Zestaw zadań
A. Odpowiedz na podstawie wybranego fragmentu na poniższe pytania, oznaczając odpowiedzi tak samo jak pytania.
(i) Ile serii i po ile powtórzeń na każdą rękę autor robi codziennie ściskaczem?
(ii) Co autor dodatkowo sobie zamówił?
(iii) Gdzie i w którym miesiącu autor chce sprawdzić efekty ćwiczeń?
B. Streść wybrany fragment w dwóch zdaniach.
C. Przetłumacz na angielski to zdanie z wybranego fragmentu: „Dobre cwiczenie na dłonie, ale przedramie tez dostaje.”

Wybrany fragment
##########

Sciskacze- robie codziennie 3 serie po 100 razy na kazdą rękę, zaczynałem od 50 a chce dojechac do 200, a cwicze tym od 2 tygodni. Dobre cwiczenie na dłonie, ale przedramie tez dostaje. Jeszcze nie wiem jakie będą po tym efekty na trasie, ale przypuszczam ze dobre.

Osobiscie polecam własnie robic codziennie kij od miotły i sciskacz (nie trzeba wychodzic z domu). Ja dodatkowo robie siłownie i zamowiłem sobie jeszcze powerballa. Zobaczymy jakie beda efekty na Czarnej Górze w lipcu :D zobaczymy czy dojade dalej niz w kwietniu :DD

marcin4444 co do palca na klamce to trzymaj go cały czas po jakims czasie ci sie przyzwyczai i przestanie bolec
iimacko
Posty: 37
Rejestracja: 27.10.2009 19:17:59
Kontakt:

Post autor: iimacko »

##########

Pokazane pozycje
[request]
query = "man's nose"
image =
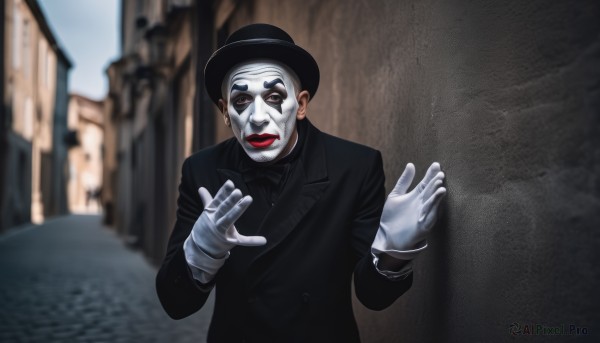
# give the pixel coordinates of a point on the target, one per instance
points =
(259, 115)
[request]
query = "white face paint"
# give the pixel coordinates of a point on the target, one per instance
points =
(262, 106)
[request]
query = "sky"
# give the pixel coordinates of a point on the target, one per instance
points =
(87, 30)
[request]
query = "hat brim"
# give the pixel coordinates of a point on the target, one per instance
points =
(299, 60)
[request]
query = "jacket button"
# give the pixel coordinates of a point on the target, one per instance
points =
(305, 298)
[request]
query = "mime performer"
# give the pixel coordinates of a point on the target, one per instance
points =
(280, 218)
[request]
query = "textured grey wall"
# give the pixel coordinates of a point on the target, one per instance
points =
(505, 95)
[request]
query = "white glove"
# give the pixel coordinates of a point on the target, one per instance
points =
(214, 234)
(407, 218)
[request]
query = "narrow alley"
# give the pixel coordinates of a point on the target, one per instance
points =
(73, 280)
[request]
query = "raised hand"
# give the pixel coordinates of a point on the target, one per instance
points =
(407, 218)
(214, 231)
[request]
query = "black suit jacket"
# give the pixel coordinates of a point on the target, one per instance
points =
(296, 288)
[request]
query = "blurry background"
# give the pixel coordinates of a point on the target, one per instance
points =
(505, 95)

##########

Wyniki ćwiczenia
A.
(i) Trzy serie po 100 powtórzeń na każdą rękę.
(ii) Powerballa.
(iii) Na Czarnej Górze w lipcu.

B. Autor od dwóch tygodni codziennie ćwiczy ściskaczem, robiąc 3 serie po 100 powtórzeń na każdą rękę, chce dojść do 200, a ćwiczenie działa na dłonie i przedramię. Poleca codzienne ćwiczenia z kijem od miotły i ściskaczem, sam dodatkowo chodzi na siłownię i zamówił powerballa, a w lipcu na Czarnej Górze sprawdzi, czy dojedzie dalej niż w kwietniu.

C. A good exercise for the hands, but the forearm gets a workout too.